● Your objective
In the material below, duplicate everything from the line containing "Crowdworker instructions: identify each instance of power" down to the line containing "[0,66,320,240]", keeping both of those lines and changing nothing.

● Supplied records

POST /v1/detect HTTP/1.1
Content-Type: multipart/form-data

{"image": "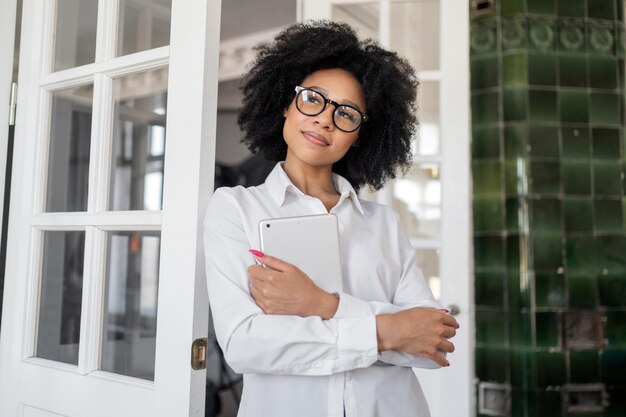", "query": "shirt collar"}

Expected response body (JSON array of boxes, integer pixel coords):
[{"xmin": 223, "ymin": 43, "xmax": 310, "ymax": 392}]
[{"xmin": 265, "ymin": 162, "xmax": 365, "ymax": 214}]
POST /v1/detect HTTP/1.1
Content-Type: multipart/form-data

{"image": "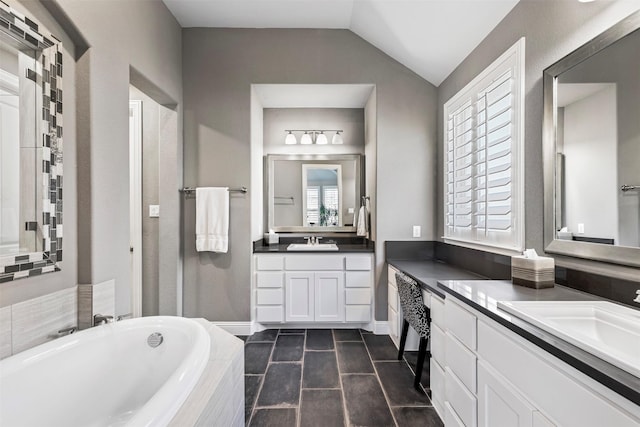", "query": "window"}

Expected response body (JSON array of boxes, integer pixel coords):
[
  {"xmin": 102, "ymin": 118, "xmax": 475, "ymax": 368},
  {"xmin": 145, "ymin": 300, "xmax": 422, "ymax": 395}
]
[{"xmin": 444, "ymin": 38, "xmax": 525, "ymax": 252}]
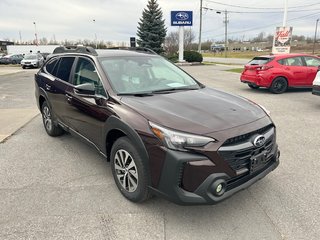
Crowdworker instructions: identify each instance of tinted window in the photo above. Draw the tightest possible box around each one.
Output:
[304,57,320,67]
[278,57,303,66]
[56,57,74,82]
[248,57,273,65]
[73,58,106,96]
[45,58,58,76]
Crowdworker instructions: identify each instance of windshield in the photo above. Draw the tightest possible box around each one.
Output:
[24,55,37,59]
[100,56,200,94]
[248,57,273,65]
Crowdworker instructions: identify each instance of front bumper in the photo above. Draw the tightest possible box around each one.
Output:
[151,125,280,205]
[151,146,280,205]
[312,85,320,96]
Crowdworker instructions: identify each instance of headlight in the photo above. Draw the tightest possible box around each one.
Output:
[256,103,271,117]
[149,122,217,151]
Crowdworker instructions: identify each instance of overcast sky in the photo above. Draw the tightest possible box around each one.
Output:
[0,0,320,43]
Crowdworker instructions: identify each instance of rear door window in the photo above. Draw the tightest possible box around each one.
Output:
[278,57,303,66]
[248,57,273,65]
[304,57,320,67]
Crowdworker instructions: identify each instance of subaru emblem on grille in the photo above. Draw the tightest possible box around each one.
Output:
[253,135,266,147]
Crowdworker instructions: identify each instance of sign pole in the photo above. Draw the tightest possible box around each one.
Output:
[179,26,184,62]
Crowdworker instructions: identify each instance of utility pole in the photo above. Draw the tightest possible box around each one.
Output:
[93,19,98,49]
[312,18,319,54]
[19,31,22,44]
[33,22,38,45]
[198,0,202,53]
[282,0,288,27]
[223,10,229,58]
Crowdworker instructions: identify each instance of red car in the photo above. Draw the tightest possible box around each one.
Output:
[240,54,320,93]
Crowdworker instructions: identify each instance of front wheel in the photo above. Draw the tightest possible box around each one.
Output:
[111,137,150,202]
[270,77,288,94]
[41,102,64,137]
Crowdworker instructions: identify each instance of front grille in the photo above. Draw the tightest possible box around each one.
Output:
[222,124,273,146]
[218,126,275,176]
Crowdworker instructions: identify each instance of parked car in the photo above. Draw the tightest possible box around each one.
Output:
[240,54,320,93]
[40,53,51,60]
[35,47,280,204]
[21,53,44,69]
[0,54,23,64]
[312,66,320,96]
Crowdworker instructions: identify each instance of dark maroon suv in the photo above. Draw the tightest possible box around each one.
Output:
[35,47,279,204]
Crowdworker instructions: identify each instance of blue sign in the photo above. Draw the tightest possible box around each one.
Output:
[171,11,192,26]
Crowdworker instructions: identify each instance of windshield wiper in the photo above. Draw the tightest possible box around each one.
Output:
[117,87,199,97]
[117,92,153,97]
[151,87,199,93]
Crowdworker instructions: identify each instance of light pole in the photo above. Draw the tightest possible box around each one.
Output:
[216,10,229,58]
[93,19,98,49]
[33,22,38,45]
[198,0,202,53]
[312,18,319,54]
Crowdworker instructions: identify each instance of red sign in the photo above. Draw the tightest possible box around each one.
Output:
[272,27,292,54]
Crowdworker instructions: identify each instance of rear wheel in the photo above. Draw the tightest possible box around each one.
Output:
[269,77,288,94]
[41,102,64,137]
[111,137,150,202]
[248,83,259,89]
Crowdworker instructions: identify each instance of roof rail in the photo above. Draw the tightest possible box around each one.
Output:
[107,47,157,54]
[53,45,98,56]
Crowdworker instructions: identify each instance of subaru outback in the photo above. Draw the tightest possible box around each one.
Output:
[35,47,280,204]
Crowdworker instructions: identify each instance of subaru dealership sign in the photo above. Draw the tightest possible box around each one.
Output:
[171,11,192,26]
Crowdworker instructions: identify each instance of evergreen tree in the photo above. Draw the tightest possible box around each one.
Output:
[137,0,167,53]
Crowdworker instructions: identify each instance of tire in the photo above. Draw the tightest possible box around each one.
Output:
[41,102,64,137]
[110,137,150,202]
[269,77,288,94]
[248,83,260,89]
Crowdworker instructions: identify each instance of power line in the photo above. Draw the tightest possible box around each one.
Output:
[203,7,320,13]
[205,0,320,9]
[206,13,318,36]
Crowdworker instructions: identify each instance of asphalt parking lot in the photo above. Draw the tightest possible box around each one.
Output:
[0,66,320,240]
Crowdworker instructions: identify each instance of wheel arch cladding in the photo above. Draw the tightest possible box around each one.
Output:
[104,116,149,164]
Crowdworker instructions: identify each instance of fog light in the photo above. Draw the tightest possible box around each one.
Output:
[216,183,223,194]
[212,179,227,196]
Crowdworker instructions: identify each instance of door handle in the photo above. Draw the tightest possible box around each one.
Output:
[66,94,72,103]
[46,84,51,91]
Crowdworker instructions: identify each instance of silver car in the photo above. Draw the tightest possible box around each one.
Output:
[21,53,44,69]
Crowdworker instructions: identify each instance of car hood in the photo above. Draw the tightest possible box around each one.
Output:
[121,87,266,134]
[21,59,38,62]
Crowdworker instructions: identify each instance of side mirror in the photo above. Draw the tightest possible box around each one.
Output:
[74,83,96,97]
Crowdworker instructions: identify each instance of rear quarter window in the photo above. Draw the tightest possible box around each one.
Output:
[248,57,274,65]
[45,58,58,76]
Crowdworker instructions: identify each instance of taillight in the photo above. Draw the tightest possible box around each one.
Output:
[257,65,273,71]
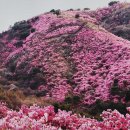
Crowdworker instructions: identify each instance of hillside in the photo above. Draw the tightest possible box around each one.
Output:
[0,3,130,130]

● Exercise result
Crowdworker instructions: identify each instance of power line in the photo above. Draw the tightest possible box around each one.
Output:
[203,7,320,13]
[205,0,320,9]
[206,13,318,36]
Crowdworker instructions: identify each instance of asphalt parking lot in the photo above. Draw the tightest possible box around each one.
Output:
[0,66,320,240]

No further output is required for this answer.